[Items from a data source]
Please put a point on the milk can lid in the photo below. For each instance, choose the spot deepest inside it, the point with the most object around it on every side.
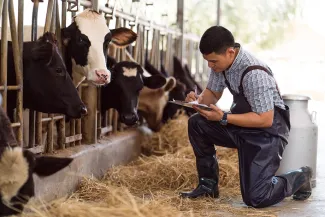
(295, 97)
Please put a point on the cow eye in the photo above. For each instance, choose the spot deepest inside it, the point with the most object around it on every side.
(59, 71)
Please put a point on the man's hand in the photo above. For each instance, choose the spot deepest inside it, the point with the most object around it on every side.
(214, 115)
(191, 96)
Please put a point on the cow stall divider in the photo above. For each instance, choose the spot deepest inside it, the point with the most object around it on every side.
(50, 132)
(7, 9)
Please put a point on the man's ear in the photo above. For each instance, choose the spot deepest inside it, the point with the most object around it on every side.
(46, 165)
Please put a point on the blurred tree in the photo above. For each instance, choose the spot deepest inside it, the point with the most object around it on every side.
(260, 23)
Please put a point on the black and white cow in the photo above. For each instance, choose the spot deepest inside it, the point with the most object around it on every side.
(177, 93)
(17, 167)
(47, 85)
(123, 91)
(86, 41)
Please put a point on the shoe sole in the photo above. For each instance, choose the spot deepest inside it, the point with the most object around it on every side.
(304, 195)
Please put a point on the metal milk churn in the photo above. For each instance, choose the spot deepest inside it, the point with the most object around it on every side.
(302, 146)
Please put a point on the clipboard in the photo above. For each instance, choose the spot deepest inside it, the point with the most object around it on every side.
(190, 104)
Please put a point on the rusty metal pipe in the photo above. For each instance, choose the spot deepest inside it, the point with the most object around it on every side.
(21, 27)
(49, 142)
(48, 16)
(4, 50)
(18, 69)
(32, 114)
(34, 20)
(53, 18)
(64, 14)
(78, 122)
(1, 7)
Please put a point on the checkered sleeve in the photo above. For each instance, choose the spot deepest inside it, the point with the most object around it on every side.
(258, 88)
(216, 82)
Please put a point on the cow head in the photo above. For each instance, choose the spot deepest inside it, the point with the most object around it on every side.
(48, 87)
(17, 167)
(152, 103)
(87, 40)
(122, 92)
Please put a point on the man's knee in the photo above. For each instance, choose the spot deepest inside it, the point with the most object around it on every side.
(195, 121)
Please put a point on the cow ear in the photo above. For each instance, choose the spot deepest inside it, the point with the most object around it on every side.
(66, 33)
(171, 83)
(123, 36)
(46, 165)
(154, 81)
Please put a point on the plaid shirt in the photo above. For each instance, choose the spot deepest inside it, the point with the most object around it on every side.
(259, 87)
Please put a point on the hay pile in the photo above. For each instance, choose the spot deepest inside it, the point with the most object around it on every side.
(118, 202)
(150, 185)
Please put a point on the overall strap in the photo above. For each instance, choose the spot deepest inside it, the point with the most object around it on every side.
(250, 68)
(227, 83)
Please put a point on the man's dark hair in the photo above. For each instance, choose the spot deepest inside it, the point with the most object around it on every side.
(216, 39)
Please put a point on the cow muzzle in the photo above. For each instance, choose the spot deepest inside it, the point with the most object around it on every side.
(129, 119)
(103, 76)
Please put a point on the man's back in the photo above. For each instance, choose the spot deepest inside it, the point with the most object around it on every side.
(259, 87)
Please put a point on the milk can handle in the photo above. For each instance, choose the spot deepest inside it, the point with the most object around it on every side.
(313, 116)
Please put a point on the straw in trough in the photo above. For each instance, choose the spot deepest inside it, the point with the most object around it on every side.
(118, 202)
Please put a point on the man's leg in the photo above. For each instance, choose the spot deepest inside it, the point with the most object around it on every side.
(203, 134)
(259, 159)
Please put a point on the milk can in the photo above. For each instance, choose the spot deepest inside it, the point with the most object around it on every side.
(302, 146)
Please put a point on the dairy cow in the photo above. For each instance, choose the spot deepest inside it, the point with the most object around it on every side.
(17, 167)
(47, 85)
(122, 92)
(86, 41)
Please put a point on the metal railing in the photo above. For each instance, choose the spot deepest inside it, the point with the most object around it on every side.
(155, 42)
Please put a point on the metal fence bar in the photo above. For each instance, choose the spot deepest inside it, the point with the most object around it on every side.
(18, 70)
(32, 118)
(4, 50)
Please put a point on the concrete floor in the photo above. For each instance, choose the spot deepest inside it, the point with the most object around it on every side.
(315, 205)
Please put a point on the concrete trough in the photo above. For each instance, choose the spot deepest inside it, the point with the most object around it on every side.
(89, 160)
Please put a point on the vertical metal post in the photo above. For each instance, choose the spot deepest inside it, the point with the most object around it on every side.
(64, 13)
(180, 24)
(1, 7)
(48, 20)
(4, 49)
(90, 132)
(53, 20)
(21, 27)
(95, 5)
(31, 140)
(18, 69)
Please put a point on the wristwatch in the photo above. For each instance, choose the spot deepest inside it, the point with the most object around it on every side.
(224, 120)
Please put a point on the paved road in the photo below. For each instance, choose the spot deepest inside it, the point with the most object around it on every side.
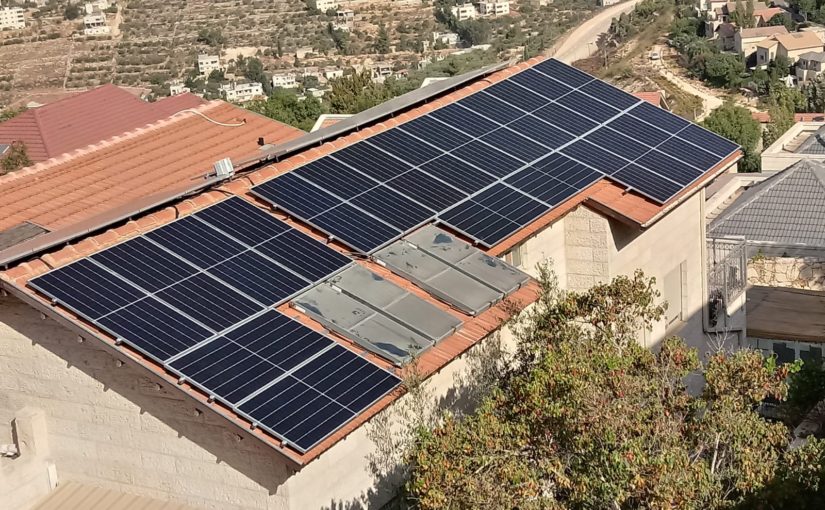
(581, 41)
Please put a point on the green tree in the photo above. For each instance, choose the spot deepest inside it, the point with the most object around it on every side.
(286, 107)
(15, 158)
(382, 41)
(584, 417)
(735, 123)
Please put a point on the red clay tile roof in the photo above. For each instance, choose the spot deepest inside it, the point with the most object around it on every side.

▶ [Problem details]: Could you reproduce every entry exactly, leaving out the pictures?

▶ [The answer]:
Please put a point on the milk can lid in the photo below. For each instance, choose the spot deepest inside it, the point with the most object around it on every side.
(295, 97)
Please put a point on the cow eye in the photo above. For each instance, choose the spot deepest inside it, the point with the most object around it on every side.
(59, 71)
Please put a point on the man's hand in the photo above. For each instance, choose the spot deepest inside it, the point with the most object around it on every side.
(214, 115)
(191, 96)
Please put a point on the cow stall divider in the photo above. For each instance, choose the spot deepest inside it, the point with the most object around it on every side.
(50, 132)
(7, 9)
Please put a point on the man's ear in the photo above. For each instance, choose the spot deepest inside it, the point with the most object around it on every side.
(46, 165)
Please put a point on the blurred tree in the photo above. For each instance, choose the spot deepest inside it, the point with the most object around it on every side.
(260, 23)
Please put a point on the black and white cow in the photo above. For each instance, choose the spot deepest inside it, the point with the most object around it on every side.
(177, 93)
(17, 167)
(47, 85)
(123, 91)
(86, 41)
Please put a point on the shoe sole in the photo above. For each instance, choose the spot deepest inside it, the point with the most object around it on every side.
(304, 195)
Please put a point on the metal milk churn in the photo above. For each instance, choose the spot deepest inside it, the point with the most object around it on every side.
(302, 146)
Please put a point on the clipboard in the photo above. For each instance, choose the spot deepest inside it, the point with the most object around it on every side.
(190, 104)
Please put a point on the rusty metal pipe in the photo above. For each instance, choose the spot deepest inside it, the point with the most object around it on every side.
(21, 27)
(49, 142)
(48, 16)
(4, 50)
(18, 69)
(32, 114)
(34, 20)
(53, 18)
(64, 14)
(78, 122)
(1, 7)
Please put a point on the checkered sleeve in the photo above. For each instance, choose the spot deepest inside it, the point with the most object around it on every side.
(258, 88)
(216, 82)
Please put a point on the cow head in the photo above. For each instance, choose the spot deepest inside it, the point with the most object around it on every side.
(48, 87)
(17, 167)
(152, 103)
(87, 40)
(122, 92)
Please put a point on the man's knee in the photo above. For each instance, choose the spot deepest inside it, the point with the most object around it on every side.
(195, 121)
Please put a point on the cow ear in the photo above. For each instance, choose the spot deepest inside it, the point with the most object around it on every side.
(66, 33)
(171, 83)
(123, 36)
(46, 165)
(154, 81)
Please put a point on the plaid shirt in the photo above. For each instance, choose the spot deepest inside it, the point with the most object around it on every side.
(259, 87)
Please put a point on the hay pile in the photo above. For each instance, choose the spot deepest inside it, the point with the most object around it on every side.
(118, 202)
(150, 185)
Please put a point on the overall strap in the photo above. For each instance, choose the spot deepest inside it, the point with the most object around it on every side.
(250, 68)
(227, 83)
Please put a point on the man's dark hair in the photo above. For each instance, choose the spot deepest inside it, the point with the most object around it on every side.
(216, 39)
Please put a point on the cow muzzle in the photo above. For each instance, choose the spot deepest inside it, the point with the most object around it on every side.
(129, 119)
(103, 76)
Please put a point on the man's back in the photo above. For each instance, choose the spot deepest inside it, the point with the most object around it on every side.
(259, 87)
Please put a point on the milk can handle in the photo above. For each instance, choose the spot deepest inside it, the point with the most object around it on every side.
(313, 116)
Please put a point on the straw in trough in the photo above. For each instance, choose the spot deepest inside it, the point with the most object around it on every side.
(118, 202)
Please put a point on the man's leg in the photo above. For each instance, choose the spot deepest inside it, the point with the most object around it on every side.
(203, 134)
(259, 159)
Please put a point on the milk can in the photo above. For each instance, choose the spot deepest inside it, the point with the most object around it on every side.
(302, 146)
Please put a point on the dairy cow in the photo above. For each instance, choose the spot deepest inside it, the point with the most object around it on every side.
(17, 167)
(47, 85)
(122, 92)
(86, 41)
Please put a point on the metal railing in the photo above. For each instance, choose the spot deepest inside it, the point with the most object around it on every side.
(155, 42)
Please put a point on the metal fence bar in the photo above. For each instance, choose the spot deepest inside it, the point with the most object around it on every side.
(18, 70)
(32, 118)
(4, 50)
Please put a point on the concrete floor in the photo above. For each instance, choose the spot deepest inside it, the point with the most object around it on every side.
(315, 205)
Please put a point on the concrete trough in the photo above. For each instance, choose the spot deepest inside it, the point with the most object around it on every side.
(89, 160)
Please put a point on the vertical metal post in the photo above. For each instance, choose the spot deepest inside it, the point with the most object around it on every side.
(64, 13)
(180, 24)
(1, 7)
(48, 20)
(4, 49)
(90, 132)
(53, 20)
(21, 27)
(95, 5)
(31, 140)
(18, 69)
Please put a point on the wristwatch in the photo above. For each instance, choose the spot deepest inside it, the point with the most object around it on every side.
(224, 120)
Please put a point on the paved road in the photo below. For each instance, choose the spot deepest inside it, the point with the most object around it on every side.
(581, 41)
Please put a point on the green tree in the photo above. For each instance, choose the spot deepest inside it, the point with the most object around it on every side.
(286, 107)
(15, 158)
(382, 41)
(584, 417)
(735, 123)
Please put a point on the red clay tile roof in the photo above. For each instance, choose the spot deepest inside it, the point with the most object around it on every side.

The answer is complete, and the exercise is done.